==== Input data ====

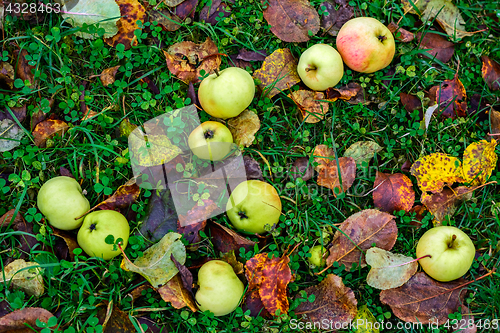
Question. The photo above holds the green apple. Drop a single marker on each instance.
(227, 93)
(366, 44)
(61, 200)
(220, 288)
(211, 141)
(451, 253)
(320, 67)
(99, 225)
(316, 257)
(253, 204)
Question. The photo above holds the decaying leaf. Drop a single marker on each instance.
(156, 265)
(437, 46)
(363, 229)
(271, 278)
(18, 321)
(310, 104)
(388, 270)
(328, 173)
(20, 276)
(362, 151)
(393, 192)
(491, 73)
(278, 72)
(425, 300)
(334, 302)
(291, 20)
(243, 128)
(437, 170)
(444, 204)
(199, 57)
(47, 129)
(479, 162)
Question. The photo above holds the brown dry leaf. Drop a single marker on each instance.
(491, 73)
(18, 321)
(480, 160)
(334, 302)
(243, 128)
(175, 293)
(437, 170)
(47, 129)
(271, 277)
(364, 228)
(393, 192)
(452, 98)
(200, 57)
(278, 72)
(225, 239)
(131, 11)
(311, 107)
(400, 34)
(291, 20)
(437, 46)
(445, 203)
(425, 300)
(108, 75)
(328, 174)
(388, 270)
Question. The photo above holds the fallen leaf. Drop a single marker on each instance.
(310, 104)
(388, 270)
(47, 129)
(291, 20)
(444, 204)
(491, 73)
(363, 229)
(226, 240)
(175, 293)
(270, 276)
(91, 12)
(334, 302)
(393, 192)
(436, 45)
(479, 162)
(10, 135)
(108, 75)
(328, 173)
(29, 280)
(18, 321)
(400, 34)
(278, 72)
(199, 57)
(336, 16)
(425, 300)
(362, 151)
(243, 128)
(155, 265)
(437, 170)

====

(What you should do):
Put every line of the records above into a Markdown table with two columns, Row and Line, numbering the rows in order. Skip blank lines and leave the pictures out of the answer.

(Solved problem):
| Row | Line |
|---|---|
| 1 | Question. The photo above holds the green apple. Drop a single marker on each instance. |
| 2 | (227, 93) |
| 3 | (366, 44) |
| 4 | (61, 200) |
| 5 | (220, 288) |
| 6 | (211, 141) |
| 7 | (451, 253) |
| 8 | (320, 67) |
| 9 | (99, 225) |
| 10 | (316, 257) |
| 11 | (253, 204) |
| 12 | Question. The photo above holds the decaying leaf. Drop a single marker on each instance. |
| 13 | (156, 265) |
| 14 | (437, 46) |
| 15 | (363, 229) |
| 16 | (271, 278) |
| 17 | (18, 321) |
| 18 | (310, 104) |
| 19 | (388, 270) |
| 20 | (328, 173) |
| 21 | (20, 276) |
| 22 | (362, 151) |
| 23 | (393, 192) |
| 24 | (491, 73) |
| 25 | (278, 72) |
| 26 | (425, 300) |
| 27 | (334, 302) |
| 28 | (291, 20) |
| 29 | (243, 128) |
| 30 | (437, 170) |
| 31 | (444, 204) |
| 32 | (199, 57) |
| 33 | (47, 129) |
| 34 | (479, 162) |
| 35 | Question. The photo above holds the brown dry leaf. Drop a single marker on each instance. |
| 36 | (491, 73) |
| 37 | (18, 321) |
| 38 | (480, 160) |
| 39 | (334, 302) |
| 40 | (243, 128) |
| 41 | (175, 293) |
| 42 | (437, 170) |
| 43 | (47, 129) |
| 44 | (271, 277) |
| 45 | (364, 228) |
| 46 | (393, 192) |
| 47 | (452, 98) |
| 48 | (200, 57) |
| 49 | (278, 72) |
| 50 | (225, 239) |
| 51 | (131, 11) |
| 52 | (311, 107) |
| 53 | (400, 34) |
| 54 | (291, 20) |
| 55 | (437, 46) |
| 56 | (445, 203) |
| 57 | (425, 300) |
| 58 | (108, 75) |
| 59 | (328, 174) |
| 60 | (388, 270) |
| 61 | Question. The photo above holds the fallen leaf. Drop a single marker on each instance. |
| 62 | (310, 104) |
| 63 | (388, 270) |
| 64 | (47, 129) |
| 65 | (291, 20) |
| 66 | (444, 204) |
| 67 | (491, 73) |
| 68 | (363, 229) |
| 69 | (226, 240) |
| 70 | (175, 293) |
| 71 | (270, 276) |
| 72 | (91, 12) |
| 73 | (334, 302) |
| 74 | (393, 192) |
| 75 | (436, 45) |
| 76 | (479, 162) |
| 77 | (10, 135) |
| 78 | (108, 75) |
| 79 | (328, 173) |
| 80 | (29, 280) |
| 81 | (18, 321) |
| 82 | (400, 34) |
| 83 | (278, 72) |
| 84 | (199, 57) |
| 85 | (336, 16) |
| 86 | (425, 300) |
| 87 | (362, 151) |
| 88 | (243, 128) |
| 89 | (155, 265) |
| 90 | (437, 170) |